#### DATASET CONTENT
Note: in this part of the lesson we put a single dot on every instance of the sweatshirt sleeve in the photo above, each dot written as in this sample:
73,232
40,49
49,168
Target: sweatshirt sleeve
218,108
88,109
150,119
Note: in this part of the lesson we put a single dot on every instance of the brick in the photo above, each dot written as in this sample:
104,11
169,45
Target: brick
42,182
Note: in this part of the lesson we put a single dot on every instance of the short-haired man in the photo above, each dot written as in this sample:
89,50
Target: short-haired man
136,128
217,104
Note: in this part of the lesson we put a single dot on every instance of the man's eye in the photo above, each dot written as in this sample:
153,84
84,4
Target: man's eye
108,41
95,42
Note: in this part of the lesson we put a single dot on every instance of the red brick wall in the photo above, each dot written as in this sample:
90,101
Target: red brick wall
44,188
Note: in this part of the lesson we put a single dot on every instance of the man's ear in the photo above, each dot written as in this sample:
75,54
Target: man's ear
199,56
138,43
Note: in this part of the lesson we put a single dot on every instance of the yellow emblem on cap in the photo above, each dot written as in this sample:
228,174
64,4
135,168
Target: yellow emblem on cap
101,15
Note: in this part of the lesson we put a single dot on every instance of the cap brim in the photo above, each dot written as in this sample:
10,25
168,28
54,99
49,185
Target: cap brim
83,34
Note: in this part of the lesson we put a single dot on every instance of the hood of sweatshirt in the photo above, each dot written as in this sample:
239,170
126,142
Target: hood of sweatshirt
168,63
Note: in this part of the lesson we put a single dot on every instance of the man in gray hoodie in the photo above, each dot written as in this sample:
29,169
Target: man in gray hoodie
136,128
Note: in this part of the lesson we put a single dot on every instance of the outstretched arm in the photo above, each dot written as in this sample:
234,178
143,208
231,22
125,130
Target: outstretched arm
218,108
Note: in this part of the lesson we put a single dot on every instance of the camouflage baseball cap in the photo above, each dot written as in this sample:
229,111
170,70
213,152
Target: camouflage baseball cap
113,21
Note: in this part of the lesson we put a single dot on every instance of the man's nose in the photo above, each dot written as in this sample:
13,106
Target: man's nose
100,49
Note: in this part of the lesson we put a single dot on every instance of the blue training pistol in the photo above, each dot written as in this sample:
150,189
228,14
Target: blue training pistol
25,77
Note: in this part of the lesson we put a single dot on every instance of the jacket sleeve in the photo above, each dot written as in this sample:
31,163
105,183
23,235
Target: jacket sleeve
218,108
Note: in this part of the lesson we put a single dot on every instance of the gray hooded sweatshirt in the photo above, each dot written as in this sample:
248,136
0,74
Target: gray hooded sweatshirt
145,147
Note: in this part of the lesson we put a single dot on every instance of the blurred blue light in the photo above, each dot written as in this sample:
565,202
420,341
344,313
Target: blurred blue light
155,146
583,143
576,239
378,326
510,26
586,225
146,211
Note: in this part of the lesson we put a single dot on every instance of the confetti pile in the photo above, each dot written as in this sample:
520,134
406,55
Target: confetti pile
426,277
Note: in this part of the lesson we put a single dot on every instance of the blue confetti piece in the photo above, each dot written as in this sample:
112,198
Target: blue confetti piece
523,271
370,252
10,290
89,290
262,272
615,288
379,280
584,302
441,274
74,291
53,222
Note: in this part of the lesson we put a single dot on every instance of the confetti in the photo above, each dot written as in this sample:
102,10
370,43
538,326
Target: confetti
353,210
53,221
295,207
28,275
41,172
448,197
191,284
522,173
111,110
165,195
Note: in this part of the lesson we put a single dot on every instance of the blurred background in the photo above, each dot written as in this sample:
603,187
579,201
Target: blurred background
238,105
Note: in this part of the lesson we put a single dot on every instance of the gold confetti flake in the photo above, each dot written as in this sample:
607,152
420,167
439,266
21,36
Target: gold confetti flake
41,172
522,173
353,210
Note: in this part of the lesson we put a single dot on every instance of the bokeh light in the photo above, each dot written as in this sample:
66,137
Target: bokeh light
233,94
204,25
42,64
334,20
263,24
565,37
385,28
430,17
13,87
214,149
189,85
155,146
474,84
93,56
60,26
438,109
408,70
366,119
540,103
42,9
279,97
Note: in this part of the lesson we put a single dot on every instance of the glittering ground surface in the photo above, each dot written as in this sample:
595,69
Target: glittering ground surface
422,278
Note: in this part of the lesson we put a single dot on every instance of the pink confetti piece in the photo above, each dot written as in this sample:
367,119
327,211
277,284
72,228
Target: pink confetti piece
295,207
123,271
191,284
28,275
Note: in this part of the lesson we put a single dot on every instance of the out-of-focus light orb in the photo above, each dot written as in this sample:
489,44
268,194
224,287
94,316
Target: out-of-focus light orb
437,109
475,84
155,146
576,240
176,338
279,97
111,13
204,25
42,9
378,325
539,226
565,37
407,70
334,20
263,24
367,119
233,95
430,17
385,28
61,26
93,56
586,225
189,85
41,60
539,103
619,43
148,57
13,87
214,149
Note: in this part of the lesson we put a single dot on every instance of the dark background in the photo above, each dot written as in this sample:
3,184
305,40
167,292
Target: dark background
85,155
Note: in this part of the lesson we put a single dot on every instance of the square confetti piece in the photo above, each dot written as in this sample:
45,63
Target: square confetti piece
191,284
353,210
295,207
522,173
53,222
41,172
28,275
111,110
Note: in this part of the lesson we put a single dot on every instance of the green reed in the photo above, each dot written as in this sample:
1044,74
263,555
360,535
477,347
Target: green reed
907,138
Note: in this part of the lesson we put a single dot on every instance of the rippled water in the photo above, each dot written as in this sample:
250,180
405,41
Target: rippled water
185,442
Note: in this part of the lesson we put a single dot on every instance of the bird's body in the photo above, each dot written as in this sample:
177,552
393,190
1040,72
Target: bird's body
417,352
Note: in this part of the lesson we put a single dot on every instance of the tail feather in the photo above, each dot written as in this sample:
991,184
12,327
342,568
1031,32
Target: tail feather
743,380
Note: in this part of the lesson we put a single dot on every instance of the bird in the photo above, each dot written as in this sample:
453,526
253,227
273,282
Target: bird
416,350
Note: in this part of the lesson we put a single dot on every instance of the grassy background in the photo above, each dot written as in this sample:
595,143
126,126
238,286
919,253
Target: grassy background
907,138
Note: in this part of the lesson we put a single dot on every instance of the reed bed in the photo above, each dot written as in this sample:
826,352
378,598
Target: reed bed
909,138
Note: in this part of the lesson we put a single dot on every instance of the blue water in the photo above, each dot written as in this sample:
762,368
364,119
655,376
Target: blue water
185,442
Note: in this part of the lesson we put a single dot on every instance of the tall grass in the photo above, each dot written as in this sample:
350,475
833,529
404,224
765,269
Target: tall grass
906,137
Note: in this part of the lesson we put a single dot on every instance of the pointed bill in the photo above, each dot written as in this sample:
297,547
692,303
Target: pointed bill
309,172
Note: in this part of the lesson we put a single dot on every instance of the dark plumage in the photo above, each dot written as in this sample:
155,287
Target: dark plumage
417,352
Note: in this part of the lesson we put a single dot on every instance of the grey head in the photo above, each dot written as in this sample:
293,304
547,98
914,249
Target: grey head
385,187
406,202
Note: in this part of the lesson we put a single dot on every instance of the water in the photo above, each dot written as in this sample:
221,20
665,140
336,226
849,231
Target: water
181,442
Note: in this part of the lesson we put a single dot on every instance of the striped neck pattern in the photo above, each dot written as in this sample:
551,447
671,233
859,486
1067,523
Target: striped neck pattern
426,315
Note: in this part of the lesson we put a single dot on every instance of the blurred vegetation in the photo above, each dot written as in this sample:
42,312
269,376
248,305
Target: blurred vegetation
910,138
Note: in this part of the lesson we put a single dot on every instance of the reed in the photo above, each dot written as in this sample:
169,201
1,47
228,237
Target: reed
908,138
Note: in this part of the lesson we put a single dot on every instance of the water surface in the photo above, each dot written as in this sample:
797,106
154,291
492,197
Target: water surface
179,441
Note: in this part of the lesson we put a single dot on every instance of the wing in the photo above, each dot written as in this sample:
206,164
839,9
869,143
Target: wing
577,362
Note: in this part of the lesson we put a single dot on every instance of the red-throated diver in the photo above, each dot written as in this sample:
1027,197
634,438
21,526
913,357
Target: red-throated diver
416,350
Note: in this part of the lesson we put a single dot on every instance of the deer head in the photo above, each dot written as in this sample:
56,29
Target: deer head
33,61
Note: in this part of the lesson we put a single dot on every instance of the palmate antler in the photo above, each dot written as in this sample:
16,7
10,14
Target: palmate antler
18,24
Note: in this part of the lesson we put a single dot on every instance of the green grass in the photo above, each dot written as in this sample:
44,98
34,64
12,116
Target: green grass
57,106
########
• **PROMPT**:
Repeat only what runs from the line holding "of the deer" to the end of the data, keeping every line exactly as written, first and last included.

• **COMPLETE RESPONSE**:
Note: in this part of the lesson we put a single dot on every instance of the deer head in the photo above, each dot written as in this sample:
56,29
Target: deer head
33,61
Note: in this part of the lesson we put a single dot on every instance of the palmate antler in the photo above, each dot written as in this sample:
16,7
10,14
Target: palmate antler
18,24
Note: in this part of the lesson we put a single dot on every instance of the green grass in the photo above, each dot written as in this sample:
44,98
34,64
12,116
Target: green grass
57,106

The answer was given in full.